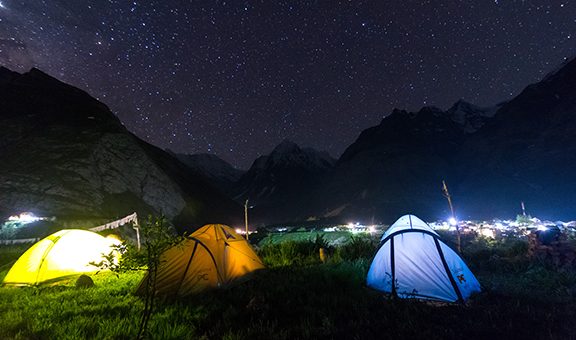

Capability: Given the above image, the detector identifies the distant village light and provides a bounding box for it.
[7,212,44,224]
[480,228,495,238]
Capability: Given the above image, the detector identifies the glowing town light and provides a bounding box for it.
[480,229,495,239]
[7,212,44,224]
[235,228,245,235]
[448,217,457,226]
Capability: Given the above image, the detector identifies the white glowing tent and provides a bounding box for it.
[2,229,120,286]
[367,214,481,302]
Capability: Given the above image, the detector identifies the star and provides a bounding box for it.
[0,1,572,168]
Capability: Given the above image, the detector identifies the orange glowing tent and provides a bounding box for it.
[137,224,264,296]
[2,229,119,286]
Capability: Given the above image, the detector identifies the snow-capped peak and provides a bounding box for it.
[447,99,499,133]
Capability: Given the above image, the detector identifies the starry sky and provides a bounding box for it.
[0,1,575,169]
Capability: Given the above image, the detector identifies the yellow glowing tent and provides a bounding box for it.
[138,224,265,296]
[2,229,120,286]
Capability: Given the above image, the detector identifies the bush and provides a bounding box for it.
[464,237,530,272]
[75,274,95,289]
[0,221,18,240]
[336,236,378,261]
[259,237,329,267]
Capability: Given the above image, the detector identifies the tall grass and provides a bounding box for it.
[336,235,379,261]
[258,235,331,267]
[258,234,379,267]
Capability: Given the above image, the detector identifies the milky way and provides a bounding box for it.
[0,1,574,168]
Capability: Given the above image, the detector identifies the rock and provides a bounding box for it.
[75,274,94,288]
[0,67,241,233]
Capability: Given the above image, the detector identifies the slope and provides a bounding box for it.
[0,67,240,233]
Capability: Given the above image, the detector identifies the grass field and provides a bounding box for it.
[257,231,359,247]
[1,232,575,339]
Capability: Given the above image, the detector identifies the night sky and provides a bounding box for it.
[0,1,575,169]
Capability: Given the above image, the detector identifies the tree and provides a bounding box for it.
[0,221,18,240]
[516,214,533,226]
[136,216,181,339]
[92,215,181,339]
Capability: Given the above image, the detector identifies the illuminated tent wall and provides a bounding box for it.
[367,214,481,303]
[138,224,264,296]
[2,229,119,286]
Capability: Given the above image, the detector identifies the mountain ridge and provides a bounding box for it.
[235,57,576,223]
[0,67,241,232]
[3,56,576,227]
::::
The line with "wall and provides a bounding box for it." and every line after it up to the end of the entries: output those exactly, and only those.

Capability: Given the above image, the detector identifies the illuminated tent wall and provides a bounding box for it.
[367,214,481,303]
[138,224,264,296]
[2,229,119,286]
Capability: Given the above image, the detector identifies the mountain ridge and provides a bounding box for it.
[235,57,576,223]
[0,67,241,232]
[3,56,576,227]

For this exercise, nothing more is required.